- _Short problem_: Copy out all of the data exactly as it appears.
--------
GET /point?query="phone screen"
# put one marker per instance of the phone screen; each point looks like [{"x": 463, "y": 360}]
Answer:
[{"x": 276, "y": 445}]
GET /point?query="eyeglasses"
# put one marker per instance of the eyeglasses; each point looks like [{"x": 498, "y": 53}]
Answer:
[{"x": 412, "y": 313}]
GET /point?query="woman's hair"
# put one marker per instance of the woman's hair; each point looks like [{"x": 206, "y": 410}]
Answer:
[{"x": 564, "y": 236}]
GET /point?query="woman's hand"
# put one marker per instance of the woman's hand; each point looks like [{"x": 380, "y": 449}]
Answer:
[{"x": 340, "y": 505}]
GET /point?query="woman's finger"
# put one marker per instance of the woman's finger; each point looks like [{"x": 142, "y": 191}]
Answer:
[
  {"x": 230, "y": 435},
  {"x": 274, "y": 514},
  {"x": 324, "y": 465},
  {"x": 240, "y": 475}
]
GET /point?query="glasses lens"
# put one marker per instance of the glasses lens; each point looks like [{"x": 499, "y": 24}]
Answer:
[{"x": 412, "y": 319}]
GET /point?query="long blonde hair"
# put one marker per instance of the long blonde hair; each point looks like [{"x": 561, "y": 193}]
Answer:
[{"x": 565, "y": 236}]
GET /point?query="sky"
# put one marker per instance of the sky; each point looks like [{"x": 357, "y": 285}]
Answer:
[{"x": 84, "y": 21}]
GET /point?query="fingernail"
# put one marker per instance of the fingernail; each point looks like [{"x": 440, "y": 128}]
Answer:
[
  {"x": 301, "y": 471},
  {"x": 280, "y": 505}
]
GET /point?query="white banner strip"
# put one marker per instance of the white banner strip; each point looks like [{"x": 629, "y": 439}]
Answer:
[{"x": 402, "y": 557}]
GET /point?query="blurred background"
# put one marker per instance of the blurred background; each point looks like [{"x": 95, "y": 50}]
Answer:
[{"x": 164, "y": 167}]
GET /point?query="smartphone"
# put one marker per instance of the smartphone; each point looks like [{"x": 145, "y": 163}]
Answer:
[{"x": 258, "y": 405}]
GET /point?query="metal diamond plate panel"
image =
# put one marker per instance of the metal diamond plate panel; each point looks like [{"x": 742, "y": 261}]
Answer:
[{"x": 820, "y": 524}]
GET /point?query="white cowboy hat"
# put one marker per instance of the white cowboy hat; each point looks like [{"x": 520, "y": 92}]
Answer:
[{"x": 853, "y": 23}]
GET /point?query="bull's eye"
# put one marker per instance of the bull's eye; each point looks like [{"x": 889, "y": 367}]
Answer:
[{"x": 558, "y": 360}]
--------
- _Worked answer_:
GET /point?query="phone screen"
# put one marker per instance of the phone screen; each point looks like [{"x": 463, "y": 360}]
Answer:
[{"x": 276, "y": 445}]
GET /point?query="eyeglasses"
# put one marker per instance of the eyeglasses; each point looks like [{"x": 498, "y": 53}]
Answer:
[{"x": 412, "y": 313}]
GET /point?query="woman's hair"
# put one marker per instance of the woman's hair; each point looks like [{"x": 206, "y": 410}]
Answer:
[{"x": 564, "y": 236}]
GET /point?query="woman's hand"
# put one marker per instance of the woman's hand; each point looks like [{"x": 380, "y": 449}]
Answer:
[{"x": 340, "y": 505}]
GET /point?query="woman's finger"
# put one marker per instance of the woman's finger; each point looks like [{"x": 142, "y": 191}]
Answer:
[
  {"x": 230, "y": 435},
  {"x": 274, "y": 514},
  {"x": 324, "y": 465},
  {"x": 240, "y": 475}
]
GET /point?query="glasses lens"
# put one marker per instance of the glasses lens; each point looks like [{"x": 499, "y": 24}]
Answer:
[{"x": 412, "y": 319}]
GET /point?query="long blonde hair"
# put one marker per instance of the long blonde hair; each point looks like [{"x": 561, "y": 193}]
Answer:
[{"x": 565, "y": 236}]
GET /point?query="sky"
# put one marker per instance of the sky; each point looks like [{"x": 357, "y": 285}]
Answer:
[{"x": 84, "y": 21}]
GET /point?query="fingernail"
# put one marker per instance of the fingernail; each point looks like [{"x": 440, "y": 128}]
Answer:
[
  {"x": 301, "y": 471},
  {"x": 280, "y": 505}
]
GET /point?query="white banner strip"
# put one marker per instance of the white banner strip; each point looks like [{"x": 629, "y": 439}]
Answer:
[{"x": 402, "y": 557}]
GET /point?query="blurred background"
# put one marker per instance of the blurred background; each point looks like [{"x": 95, "y": 50}]
Answer:
[{"x": 164, "y": 167}]
GET /point?query="smartphone"
# put one marker per instance of the smartphone; each point looks like [{"x": 145, "y": 163}]
Answer:
[{"x": 258, "y": 405}]
GET /point?query="metal diamond plate panel"
image =
# put one marker per instance of the metal diamond plate panel; each point looks like [{"x": 742, "y": 261}]
Answer:
[{"x": 820, "y": 524}]
GET /point?query="white cowboy hat"
# put one marker per instance of the white cowboy hat; each point looks like [{"x": 520, "y": 92}]
Answer:
[{"x": 853, "y": 23}]
GET /point?query="bull's eye"
# put one marker per instance of the bull's eye; each point looks like [{"x": 889, "y": 367}]
Answer:
[{"x": 558, "y": 360}]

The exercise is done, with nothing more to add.